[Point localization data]
= = = =
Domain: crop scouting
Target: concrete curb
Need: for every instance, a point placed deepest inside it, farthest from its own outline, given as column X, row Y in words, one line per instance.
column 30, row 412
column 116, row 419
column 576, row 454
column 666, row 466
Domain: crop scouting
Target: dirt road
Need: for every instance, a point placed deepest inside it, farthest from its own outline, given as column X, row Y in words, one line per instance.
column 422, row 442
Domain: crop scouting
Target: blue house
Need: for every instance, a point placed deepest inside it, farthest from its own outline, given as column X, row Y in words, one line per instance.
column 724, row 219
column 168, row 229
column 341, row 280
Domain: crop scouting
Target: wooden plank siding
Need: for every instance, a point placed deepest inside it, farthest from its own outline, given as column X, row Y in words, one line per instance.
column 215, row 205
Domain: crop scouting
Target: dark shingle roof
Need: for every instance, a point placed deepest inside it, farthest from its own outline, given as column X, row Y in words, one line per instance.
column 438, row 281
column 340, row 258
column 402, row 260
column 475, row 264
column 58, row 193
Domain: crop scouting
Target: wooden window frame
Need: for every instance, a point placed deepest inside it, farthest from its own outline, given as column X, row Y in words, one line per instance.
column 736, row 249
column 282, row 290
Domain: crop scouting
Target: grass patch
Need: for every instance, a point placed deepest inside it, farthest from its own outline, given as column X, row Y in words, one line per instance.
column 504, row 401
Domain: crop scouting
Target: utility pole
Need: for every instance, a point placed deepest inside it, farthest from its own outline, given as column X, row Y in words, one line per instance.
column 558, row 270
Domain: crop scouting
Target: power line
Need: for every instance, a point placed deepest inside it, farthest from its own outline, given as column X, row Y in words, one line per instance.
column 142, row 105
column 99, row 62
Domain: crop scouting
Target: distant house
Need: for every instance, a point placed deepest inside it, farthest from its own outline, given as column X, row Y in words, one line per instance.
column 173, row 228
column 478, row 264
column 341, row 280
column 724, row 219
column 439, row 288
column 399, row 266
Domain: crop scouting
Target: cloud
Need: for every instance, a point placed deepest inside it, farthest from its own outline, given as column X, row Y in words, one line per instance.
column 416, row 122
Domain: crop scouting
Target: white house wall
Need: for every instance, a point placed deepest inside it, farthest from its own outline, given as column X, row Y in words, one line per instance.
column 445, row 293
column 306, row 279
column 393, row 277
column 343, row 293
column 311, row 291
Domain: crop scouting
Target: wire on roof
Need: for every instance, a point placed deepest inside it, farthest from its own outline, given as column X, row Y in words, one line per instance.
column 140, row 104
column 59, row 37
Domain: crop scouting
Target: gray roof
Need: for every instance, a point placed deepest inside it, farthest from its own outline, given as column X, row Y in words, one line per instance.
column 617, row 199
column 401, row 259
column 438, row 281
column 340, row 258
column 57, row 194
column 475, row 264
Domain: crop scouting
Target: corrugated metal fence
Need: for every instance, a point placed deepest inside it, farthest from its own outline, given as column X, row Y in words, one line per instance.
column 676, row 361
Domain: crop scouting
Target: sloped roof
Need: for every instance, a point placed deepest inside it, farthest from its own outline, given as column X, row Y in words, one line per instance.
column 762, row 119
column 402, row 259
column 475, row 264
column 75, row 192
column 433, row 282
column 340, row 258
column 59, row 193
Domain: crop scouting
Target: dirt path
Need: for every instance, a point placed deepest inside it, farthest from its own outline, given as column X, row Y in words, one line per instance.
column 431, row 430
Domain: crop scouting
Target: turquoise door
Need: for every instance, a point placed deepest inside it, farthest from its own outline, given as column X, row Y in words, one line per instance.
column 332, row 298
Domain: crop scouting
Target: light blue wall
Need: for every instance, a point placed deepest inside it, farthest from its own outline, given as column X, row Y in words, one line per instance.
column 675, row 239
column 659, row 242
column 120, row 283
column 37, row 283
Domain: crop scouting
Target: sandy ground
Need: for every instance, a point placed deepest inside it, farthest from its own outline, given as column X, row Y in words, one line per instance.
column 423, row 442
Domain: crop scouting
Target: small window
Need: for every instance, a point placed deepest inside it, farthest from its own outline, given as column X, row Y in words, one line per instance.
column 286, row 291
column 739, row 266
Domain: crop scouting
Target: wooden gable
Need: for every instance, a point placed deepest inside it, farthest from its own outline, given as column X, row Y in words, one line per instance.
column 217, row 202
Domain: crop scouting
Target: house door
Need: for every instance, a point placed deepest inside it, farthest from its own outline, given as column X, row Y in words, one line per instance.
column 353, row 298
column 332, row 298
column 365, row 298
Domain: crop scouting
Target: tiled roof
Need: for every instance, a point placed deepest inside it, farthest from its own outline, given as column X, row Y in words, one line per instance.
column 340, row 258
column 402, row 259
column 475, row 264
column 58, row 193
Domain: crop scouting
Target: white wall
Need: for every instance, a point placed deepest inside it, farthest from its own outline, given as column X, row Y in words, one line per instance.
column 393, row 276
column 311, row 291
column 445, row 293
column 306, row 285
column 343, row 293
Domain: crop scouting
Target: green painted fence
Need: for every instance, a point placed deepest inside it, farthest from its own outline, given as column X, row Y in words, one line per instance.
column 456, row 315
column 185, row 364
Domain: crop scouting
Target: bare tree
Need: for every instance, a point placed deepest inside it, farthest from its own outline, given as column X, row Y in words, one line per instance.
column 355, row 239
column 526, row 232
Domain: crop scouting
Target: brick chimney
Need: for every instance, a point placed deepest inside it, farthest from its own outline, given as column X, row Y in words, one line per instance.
= = = =
### DESCRIPTION OF THE TASK
Retype the entries above exactly, but only from the line containing "Target: distant house" through the line containing "Target: wire on roof", both included.

### THE COMPLETED TASK
Target: distant house
Need: for every instance, a point placed deepest inside it, farthest from its own outline, given as column X, row Y in words, one line per instance.
column 173, row 228
column 478, row 264
column 341, row 280
column 724, row 219
column 439, row 288
column 399, row 266
Domain: crop scouting
Target: cloud
Need: for every instance, a point placed deepest inside it, farthest from its own outline, given as column X, row Y in words, one line per instance.
column 416, row 122
Domain: crop scouting
Target: white house wall
Need: for every instance, a point placed deepest inside it, farthest from its own outline, given as column X, row Y in words, one line per instance.
column 445, row 293
column 306, row 279
column 393, row 277
column 343, row 293
column 311, row 291
Domain: crop scouting
Target: wire on roof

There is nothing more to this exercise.